_DIRECTION_: Reproduce each of the following rows verbatim, preserving every character, space, and line break without alteration.

_PROVIDED INFORMATION_:
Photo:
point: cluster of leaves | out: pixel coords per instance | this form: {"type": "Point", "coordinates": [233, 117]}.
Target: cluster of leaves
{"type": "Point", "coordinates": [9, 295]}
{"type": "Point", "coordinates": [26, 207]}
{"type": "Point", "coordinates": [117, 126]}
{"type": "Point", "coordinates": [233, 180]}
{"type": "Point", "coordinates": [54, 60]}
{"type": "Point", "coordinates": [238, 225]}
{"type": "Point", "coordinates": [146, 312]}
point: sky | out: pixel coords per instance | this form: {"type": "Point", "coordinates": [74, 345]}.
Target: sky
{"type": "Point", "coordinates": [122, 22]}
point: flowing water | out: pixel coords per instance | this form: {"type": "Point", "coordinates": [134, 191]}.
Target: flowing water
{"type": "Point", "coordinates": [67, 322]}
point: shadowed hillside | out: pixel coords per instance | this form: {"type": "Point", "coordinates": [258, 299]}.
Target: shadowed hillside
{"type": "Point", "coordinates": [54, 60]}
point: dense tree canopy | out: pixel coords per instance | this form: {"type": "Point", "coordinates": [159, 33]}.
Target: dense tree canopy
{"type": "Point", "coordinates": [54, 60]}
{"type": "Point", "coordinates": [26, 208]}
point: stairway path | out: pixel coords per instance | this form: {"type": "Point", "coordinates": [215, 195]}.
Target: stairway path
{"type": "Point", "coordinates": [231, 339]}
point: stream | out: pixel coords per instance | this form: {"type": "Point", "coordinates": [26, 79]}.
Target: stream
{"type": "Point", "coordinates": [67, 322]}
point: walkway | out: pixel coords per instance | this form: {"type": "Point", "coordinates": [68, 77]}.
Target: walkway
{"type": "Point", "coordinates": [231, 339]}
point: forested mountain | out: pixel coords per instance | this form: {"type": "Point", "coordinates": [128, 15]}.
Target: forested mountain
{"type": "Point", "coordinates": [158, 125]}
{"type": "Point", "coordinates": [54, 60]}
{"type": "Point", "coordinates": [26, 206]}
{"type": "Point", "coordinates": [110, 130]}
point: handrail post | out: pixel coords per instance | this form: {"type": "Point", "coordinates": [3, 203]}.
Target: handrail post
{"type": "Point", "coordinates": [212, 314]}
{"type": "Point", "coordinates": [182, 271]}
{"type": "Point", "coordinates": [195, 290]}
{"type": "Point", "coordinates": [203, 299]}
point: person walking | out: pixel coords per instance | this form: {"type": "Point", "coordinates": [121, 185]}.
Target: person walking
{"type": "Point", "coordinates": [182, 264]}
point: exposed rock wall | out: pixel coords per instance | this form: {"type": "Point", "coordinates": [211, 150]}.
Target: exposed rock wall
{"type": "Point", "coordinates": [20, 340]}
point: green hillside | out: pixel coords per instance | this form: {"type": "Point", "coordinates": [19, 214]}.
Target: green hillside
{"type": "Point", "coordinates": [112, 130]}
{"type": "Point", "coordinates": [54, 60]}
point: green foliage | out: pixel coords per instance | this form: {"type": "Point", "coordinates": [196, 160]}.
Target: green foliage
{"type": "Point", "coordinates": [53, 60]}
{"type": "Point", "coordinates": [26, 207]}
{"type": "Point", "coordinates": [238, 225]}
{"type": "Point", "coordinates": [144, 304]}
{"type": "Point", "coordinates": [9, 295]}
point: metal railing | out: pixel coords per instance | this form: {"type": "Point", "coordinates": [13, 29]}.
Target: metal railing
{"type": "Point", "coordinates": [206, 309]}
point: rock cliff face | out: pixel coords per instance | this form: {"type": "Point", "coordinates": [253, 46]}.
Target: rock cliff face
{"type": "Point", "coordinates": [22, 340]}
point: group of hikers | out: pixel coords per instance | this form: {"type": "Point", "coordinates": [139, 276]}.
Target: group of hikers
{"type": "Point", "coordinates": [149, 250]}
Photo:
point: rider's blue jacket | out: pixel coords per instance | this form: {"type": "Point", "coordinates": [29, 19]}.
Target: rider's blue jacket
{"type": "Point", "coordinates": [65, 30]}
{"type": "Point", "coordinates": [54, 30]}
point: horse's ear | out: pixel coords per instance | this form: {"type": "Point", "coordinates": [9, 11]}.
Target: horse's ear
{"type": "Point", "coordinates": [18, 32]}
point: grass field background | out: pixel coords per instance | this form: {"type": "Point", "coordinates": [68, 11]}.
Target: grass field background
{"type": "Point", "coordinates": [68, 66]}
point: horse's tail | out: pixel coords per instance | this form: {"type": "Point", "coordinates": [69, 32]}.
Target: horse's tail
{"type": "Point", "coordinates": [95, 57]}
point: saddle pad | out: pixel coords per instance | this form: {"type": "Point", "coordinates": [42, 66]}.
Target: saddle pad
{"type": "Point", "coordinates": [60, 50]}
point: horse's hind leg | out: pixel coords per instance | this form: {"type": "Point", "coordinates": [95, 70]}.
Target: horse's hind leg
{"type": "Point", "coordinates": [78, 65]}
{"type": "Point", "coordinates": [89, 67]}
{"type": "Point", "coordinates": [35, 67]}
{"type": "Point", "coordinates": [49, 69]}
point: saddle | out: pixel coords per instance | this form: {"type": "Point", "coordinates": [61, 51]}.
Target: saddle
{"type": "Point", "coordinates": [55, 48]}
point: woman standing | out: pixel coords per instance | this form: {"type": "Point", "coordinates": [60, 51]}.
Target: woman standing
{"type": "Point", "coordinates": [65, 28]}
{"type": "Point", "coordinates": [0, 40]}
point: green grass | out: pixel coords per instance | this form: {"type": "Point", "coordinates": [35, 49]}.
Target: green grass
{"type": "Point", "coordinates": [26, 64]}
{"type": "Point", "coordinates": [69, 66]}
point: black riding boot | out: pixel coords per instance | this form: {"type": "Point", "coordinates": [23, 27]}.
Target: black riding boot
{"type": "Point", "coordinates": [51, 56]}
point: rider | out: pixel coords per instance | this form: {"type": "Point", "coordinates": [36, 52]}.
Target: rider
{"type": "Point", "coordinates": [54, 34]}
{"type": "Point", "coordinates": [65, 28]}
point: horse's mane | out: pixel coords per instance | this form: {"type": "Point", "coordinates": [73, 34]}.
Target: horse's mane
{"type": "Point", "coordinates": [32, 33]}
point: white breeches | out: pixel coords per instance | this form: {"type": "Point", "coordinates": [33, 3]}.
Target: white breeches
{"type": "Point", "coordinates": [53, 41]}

_ANSWER TO THIS TASK_:
Photo:
point: cluster of leaves | out: pixel coords per instance | this form: {"type": "Point", "coordinates": [233, 117]}.
Target: cluster of leaves
{"type": "Point", "coordinates": [9, 295]}
{"type": "Point", "coordinates": [26, 207]}
{"type": "Point", "coordinates": [117, 126]}
{"type": "Point", "coordinates": [233, 180]}
{"type": "Point", "coordinates": [54, 60]}
{"type": "Point", "coordinates": [238, 225]}
{"type": "Point", "coordinates": [146, 312]}
point: sky | out: pixel coords per instance | this form: {"type": "Point", "coordinates": [74, 345]}.
Target: sky
{"type": "Point", "coordinates": [122, 22]}
point: flowing water | out: pixel coords per instance | this form: {"type": "Point", "coordinates": [134, 191]}.
Target: flowing water
{"type": "Point", "coordinates": [67, 322]}
point: shadowed hillside | out: pixel coords per instance | this form: {"type": "Point", "coordinates": [258, 299]}.
Target: shadowed hillside
{"type": "Point", "coordinates": [54, 60]}
point: dense tree canopy | out: pixel coords per instance | this form: {"type": "Point", "coordinates": [159, 33]}.
Target: dense tree canopy
{"type": "Point", "coordinates": [54, 60]}
{"type": "Point", "coordinates": [26, 208]}
point: stairway path | out: pixel coords per instance | this form: {"type": "Point", "coordinates": [215, 195]}.
Target: stairway path
{"type": "Point", "coordinates": [231, 339]}
point: stream | out: pixel coords per instance | this form: {"type": "Point", "coordinates": [26, 79]}.
Target: stream
{"type": "Point", "coordinates": [67, 322]}
point: walkway | out: pixel coords per instance | this form: {"type": "Point", "coordinates": [68, 77]}.
Target: walkway
{"type": "Point", "coordinates": [231, 339]}
point: forested mountain | out: pixel coords per instance | this form: {"type": "Point", "coordinates": [128, 15]}.
Target: forested mountain
{"type": "Point", "coordinates": [158, 125]}
{"type": "Point", "coordinates": [54, 60]}
{"type": "Point", "coordinates": [26, 206]}
{"type": "Point", "coordinates": [110, 130]}
point: handrail post | out: pixel coords per instance | this form: {"type": "Point", "coordinates": [3, 203]}.
Target: handrail post
{"type": "Point", "coordinates": [212, 314]}
{"type": "Point", "coordinates": [182, 271]}
{"type": "Point", "coordinates": [195, 290]}
{"type": "Point", "coordinates": [203, 299]}
point: person walking | out: pixel coords per instance | this form: {"type": "Point", "coordinates": [121, 185]}.
Target: person walking
{"type": "Point", "coordinates": [182, 264]}
point: exposed rock wall | out: pixel coords per instance | this form: {"type": "Point", "coordinates": [211, 150]}.
Target: exposed rock wall
{"type": "Point", "coordinates": [20, 340]}
point: green hillside | out: pixel coords per instance | this form: {"type": "Point", "coordinates": [19, 214]}.
Target: green hillside
{"type": "Point", "coordinates": [112, 130]}
{"type": "Point", "coordinates": [54, 60]}
point: green foliage | out: pixel coords per instance | this form: {"type": "Point", "coordinates": [196, 160]}.
Target: green foliage
{"type": "Point", "coordinates": [53, 60]}
{"type": "Point", "coordinates": [26, 207]}
{"type": "Point", "coordinates": [238, 225]}
{"type": "Point", "coordinates": [144, 304]}
{"type": "Point", "coordinates": [9, 295]}
point: metal railing | out: pixel coords per instance | this form: {"type": "Point", "coordinates": [13, 29]}.
Target: metal railing
{"type": "Point", "coordinates": [206, 309]}
point: rock cliff face | out: pixel coords per instance | this form: {"type": "Point", "coordinates": [253, 46]}.
Target: rock cliff face
{"type": "Point", "coordinates": [22, 340]}
point: group of hikers | out: pixel coords per instance | this form: {"type": "Point", "coordinates": [139, 276]}.
Target: group of hikers
{"type": "Point", "coordinates": [149, 250]}
Photo:
point: rider's blue jacket | out: pixel coords per instance | this form: {"type": "Point", "coordinates": [29, 19]}.
Target: rider's blue jacket
{"type": "Point", "coordinates": [65, 30]}
{"type": "Point", "coordinates": [54, 30]}
point: horse's ear | out: pixel coords per instance | this form: {"type": "Point", "coordinates": [9, 11]}.
Target: horse's ear
{"type": "Point", "coordinates": [18, 32]}
point: grass field background | out: pixel coords per instance | this form: {"type": "Point", "coordinates": [68, 11]}.
Target: grass field background
{"type": "Point", "coordinates": [68, 66]}
point: horse's tail | out: pixel coords per instance | this form: {"type": "Point", "coordinates": [69, 32]}.
Target: horse's tail
{"type": "Point", "coordinates": [95, 57]}
point: saddle pad | out: pixel coords per instance | this form: {"type": "Point", "coordinates": [42, 66]}.
Target: saddle pad
{"type": "Point", "coordinates": [60, 50]}
point: horse's hind leg | out: pixel coords per instance | this form: {"type": "Point", "coordinates": [95, 70]}.
Target: horse's hind leg
{"type": "Point", "coordinates": [78, 65]}
{"type": "Point", "coordinates": [89, 67]}
{"type": "Point", "coordinates": [35, 67]}
{"type": "Point", "coordinates": [49, 69]}
point: saddle | out: pixel coords per instance | this form: {"type": "Point", "coordinates": [61, 51]}.
Target: saddle
{"type": "Point", "coordinates": [55, 48]}
point: woman standing | out: pixel coords per instance | this form: {"type": "Point", "coordinates": [60, 51]}.
Target: woman standing
{"type": "Point", "coordinates": [65, 28]}
{"type": "Point", "coordinates": [0, 40]}
point: green grass | out: pixel coords per instance | this form: {"type": "Point", "coordinates": [35, 49]}.
Target: green grass
{"type": "Point", "coordinates": [26, 64]}
{"type": "Point", "coordinates": [69, 66]}
point: black riding boot | out: pixel coords per instance | this form: {"type": "Point", "coordinates": [23, 27]}.
Target: black riding boot
{"type": "Point", "coordinates": [51, 56]}
point: rider | out: pixel coords per instance | this form: {"type": "Point", "coordinates": [36, 52]}.
Target: rider
{"type": "Point", "coordinates": [54, 34]}
{"type": "Point", "coordinates": [65, 28]}
point: horse's mane | out: pixel coords per instance | this form: {"type": "Point", "coordinates": [73, 34]}.
Target: horse's mane
{"type": "Point", "coordinates": [32, 33]}
point: white breeches | out: pixel coords per instance | this form: {"type": "Point", "coordinates": [33, 3]}.
Target: white breeches
{"type": "Point", "coordinates": [53, 41]}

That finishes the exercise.